-- BEGIN Exercise material --
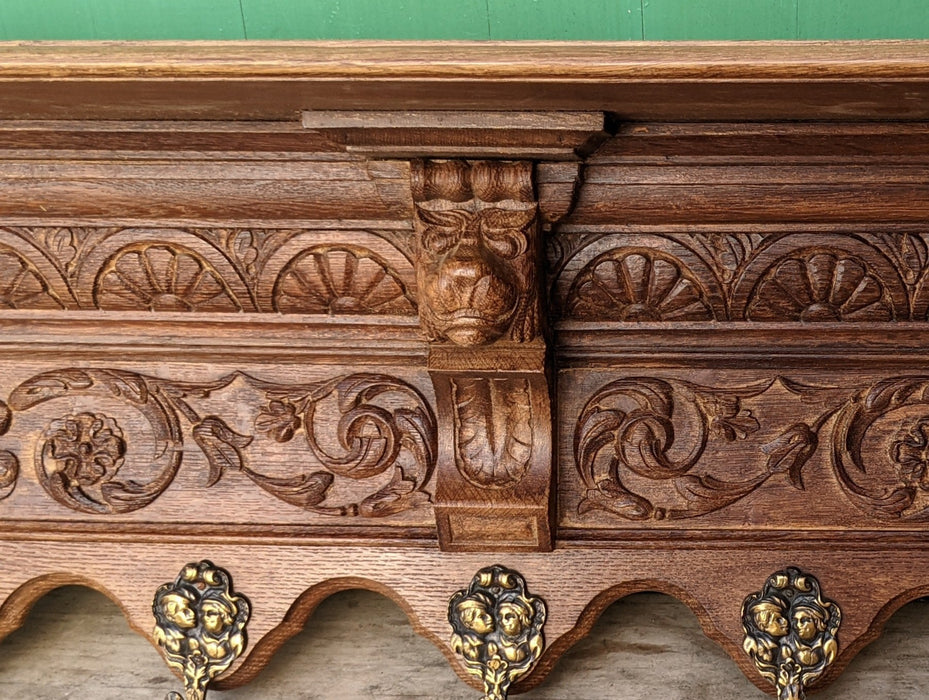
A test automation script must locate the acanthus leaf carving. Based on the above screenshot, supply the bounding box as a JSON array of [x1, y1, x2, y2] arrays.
[[0, 368, 437, 517], [574, 375, 929, 522], [243, 373, 437, 517], [574, 377, 792, 520], [761, 423, 819, 491], [191, 416, 252, 486], [451, 376, 533, 488]]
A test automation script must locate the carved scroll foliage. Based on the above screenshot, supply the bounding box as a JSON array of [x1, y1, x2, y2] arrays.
[[0, 368, 437, 517], [742, 568, 842, 700], [574, 376, 929, 521], [574, 377, 779, 520], [412, 161, 540, 346], [152, 561, 250, 700], [0, 246, 64, 309], [250, 374, 437, 517], [451, 377, 532, 488], [448, 565, 546, 700], [0, 227, 416, 315]]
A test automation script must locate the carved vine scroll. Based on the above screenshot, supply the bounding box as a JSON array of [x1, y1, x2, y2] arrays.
[[574, 375, 929, 522], [0, 368, 437, 517]]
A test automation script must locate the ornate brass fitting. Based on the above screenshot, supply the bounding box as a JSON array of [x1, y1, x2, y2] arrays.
[[152, 561, 249, 700], [448, 566, 545, 700], [742, 567, 842, 700]]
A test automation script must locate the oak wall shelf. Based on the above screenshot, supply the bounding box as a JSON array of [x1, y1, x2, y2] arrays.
[[0, 42, 929, 699]]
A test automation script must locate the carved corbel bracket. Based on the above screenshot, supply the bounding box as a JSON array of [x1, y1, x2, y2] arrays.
[[411, 160, 560, 551]]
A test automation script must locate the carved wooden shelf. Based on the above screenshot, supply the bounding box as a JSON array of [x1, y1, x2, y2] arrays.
[[0, 42, 929, 698]]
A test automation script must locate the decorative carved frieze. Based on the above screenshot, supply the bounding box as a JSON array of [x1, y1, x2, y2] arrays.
[[742, 567, 842, 700], [448, 565, 546, 700], [574, 375, 929, 522], [152, 561, 250, 700], [0, 227, 416, 315], [0, 368, 437, 517], [549, 232, 929, 323]]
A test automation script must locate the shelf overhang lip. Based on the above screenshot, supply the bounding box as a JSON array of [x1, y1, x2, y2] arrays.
[[0, 40, 929, 82]]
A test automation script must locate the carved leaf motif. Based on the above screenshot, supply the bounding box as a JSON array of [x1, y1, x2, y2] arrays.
[[574, 377, 787, 520], [358, 467, 429, 518], [244, 373, 436, 517], [761, 423, 819, 491], [691, 233, 764, 283], [255, 399, 300, 443], [10, 369, 94, 411], [452, 377, 532, 488], [665, 473, 769, 518], [832, 376, 929, 520], [875, 233, 929, 285], [0, 246, 64, 309], [192, 416, 252, 486], [243, 467, 336, 515], [694, 391, 761, 442], [0, 450, 19, 501]]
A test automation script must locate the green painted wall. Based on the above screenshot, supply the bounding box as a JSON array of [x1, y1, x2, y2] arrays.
[[0, 0, 929, 40]]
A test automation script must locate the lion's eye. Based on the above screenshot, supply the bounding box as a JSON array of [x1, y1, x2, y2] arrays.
[[481, 209, 532, 260], [423, 226, 458, 255], [483, 228, 526, 260]]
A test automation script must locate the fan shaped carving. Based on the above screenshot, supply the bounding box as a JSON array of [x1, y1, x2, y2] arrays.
[[273, 245, 416, 315], [745, 249, 895, 322], [566, 248, 714, 321], [94, 242, 242, 312]]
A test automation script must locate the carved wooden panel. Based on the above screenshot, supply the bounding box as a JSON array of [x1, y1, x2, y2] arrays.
[[0, 44, 929, 700]]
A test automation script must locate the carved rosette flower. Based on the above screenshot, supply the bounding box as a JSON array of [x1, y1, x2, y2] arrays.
[[745, 250, 894, 322], [42, 413, 126, 488], [273, 246, 416, 315], [890, 417, 929, 491], [94, 243, 242, 312], [567, 249, 714, 321]]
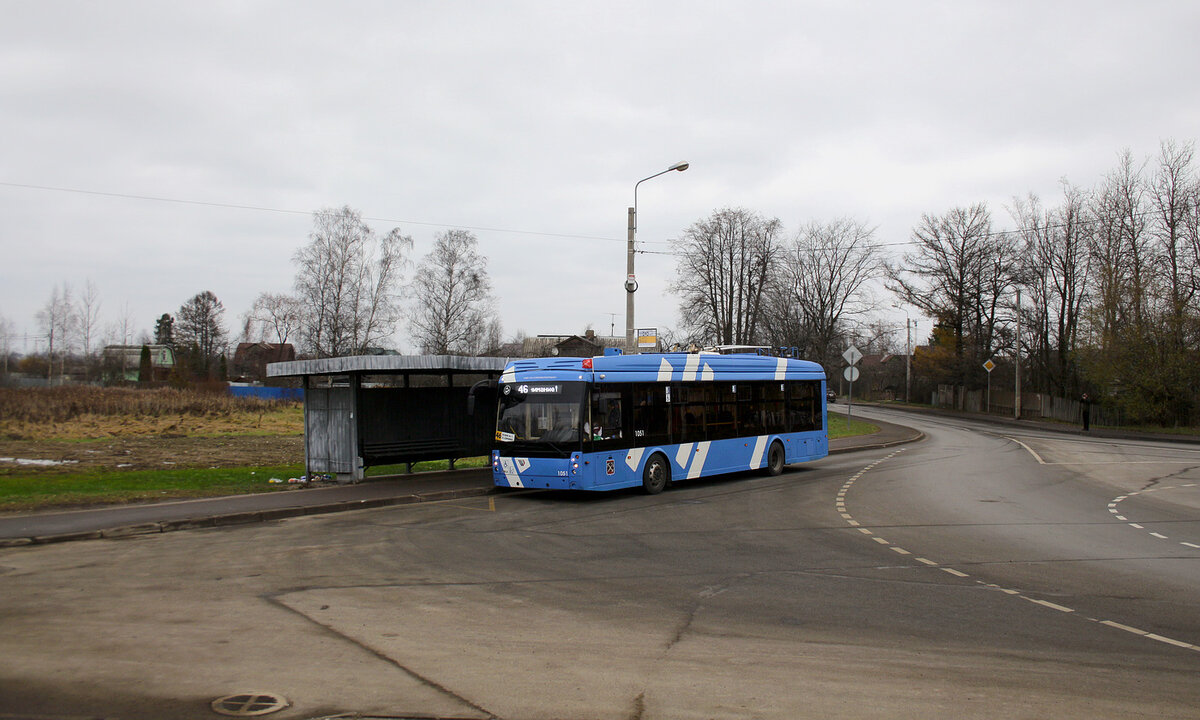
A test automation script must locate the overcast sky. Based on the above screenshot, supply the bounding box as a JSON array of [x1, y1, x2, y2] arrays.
-- END Exercise material --
» Given task
Lay out the records above as a numbered list, one line per item, with blank lines and the pictures left out.

» Expected answer
1. A test automation script must locate the acanthus leaf carving. Based on the above screenshot, supply the bounding box as a JSON array of [x1, y1, x2, y2] arrays.
2. [[0, 368, 437, 517], [574, 375, 929, 522], [243, 373, 437, 517], [574, 377, 792, 520], [761, 423, 819, 491], [191, 416, 252, 486], [451, 376, 533, 488]]
3. A test automation script must locate the carved scroll foliage. Based on the above screenshot, supply the bounding box as a JSON array of [x1, y1, x2, y2] arrays.
4. [[0, 368, 437, 517], [742, 568, 842, 700], [574, 376, 929, 521], [574, 377, 779, 520], [412, 161, 540, 346], [152, 561, 250, 700], [0, 246, 64, 309], [250, 374, 437, 517], [451, 377, 532, 488], [448, 565, 546, 700], [0, 227, 416, 315]]
5. A test automation script must locate the carved vine scroll. Based on the above screenshot, supply the bounding box as a JSON array of [x1, y1, x2, y2] arrays.
6. [[574, 375, 929, 522], [0, 368, 437, 517]]
7. A test automation script must locate the ornate brass fitting. Based on the above screenshot, supply the bounding box as a JSON array of [x1, y1, x2, y2] arrays.
8. [[152, 561, 249, 700], [448, 566, 545, 700], [742, 567, 842, 700]]
9. A test automation script must locate the oak wall shelf. Based on the above screenshot, supply the bounding box as a JSON array of [x1, y1, x2, y2] arrays.
10. [[0, 42, 929, 699]]
11. A test automation script must locate the carved corbel bracket. Based on the above screenshot, supply the bounding box as a JSON array of [x1, y1, x2, y2] arrays.
12. [[411, 160, 560, 551]]
13. A test automation script must locate the carved wooden shelf. Based on the above screenshot, supply the bounding box as a JSON array of [x1, y1, x2, y2] arrays.
14. [[0, 42, 929, 698]]
15. A test automation script must locate the decorative carved frieze. Based on the above screenshot, supply the bounding box as a JSON array of [x1, y1, x2, y2] arrays.
16. [[742, 567, 842, 700], [448, 565, 546, 700], [574, 375, 929, 522], [152, 561, 250, 700], [0, 227, 416, 315], [0, 368, 437, 517], [549, 232, 929, 323]]
17. A test automation script must locate the shelf overhang lip. Based on the above screenshot, supply the bounding box as a JSON array of [x1, y1, x2, y2] arrays.
18. [[0, 40, 929, 82]]
19. A test automation script must locate the carved leaf motif. Based on the above screenshot, supply the bounding box as a JSON array of [x1, y1, x2, y2] arrays.
20. [[574, 377, 787, 520], [358, 467, 429, 518], [244, 373, 436, 517], [761, 423, 819, 491], [691, 233, 764, 283], [255, 399, 300, 443], [10, 369, 94, 411], [452, 377, 532, 488], [665, 473, 769, 518], [832, 376, 929, 520], [875, 233, 929, 285], [0, 246, 64, 309], [192, 416, 252, 486], [243, 467, 336, 515], [694, 391, 761, 442], [0, 450, 19, 501]]
21. A test automation script must locate the green painted wall. Based on the above screenshot, supply the bounding box as a JSON array of [x1, y1, x2, y2] arrays.
22. [[0, 0, 929, 40]]
23. A test automation script must locate the lion's eye. Based on the above screenshot, supply the bounding box as a JSON array of [x1, y1, x2, y2] arrays.
24. [[481, 209, 532, 260], [423, 226, 458, 255], [483, 228, 526, 260]]
25. A test automation script must locate the fan shaped carving. Based on the above screenshot, supply the bounding box as a JSON array of [x1, y1, x2, y2] arrays.
26. [[273, 245, 416, 315], [745, 249, 895, 322], [566, 248, 714, 321], [94, 242, 242, 312]]
27. A test automation script must locate the carved wooden panel. Based on the above screenshot, supply the bounding box as a JSON array of [x1, y1, x2, y2] arrays.
28. [[0, 44, 929, 700]]
29. A test automation script must locate the carved rosette flower. Based on the above screenshot, supply the bounding box as a JSON array of [x1, y1, x2, y2] arrays.
30. [[745, 250, 894, 322], [42, 413, 126, 488], [273, 246, 416, 315], [890, 417, 929, 491], [94, 243, 242, 312], [567, 249, 714, 321]]
31. A test automation script must locate the overcast sky. Based on the above screenshot, supply the bounding box as a JSON array of [x1, y1, x2, y2] arrays.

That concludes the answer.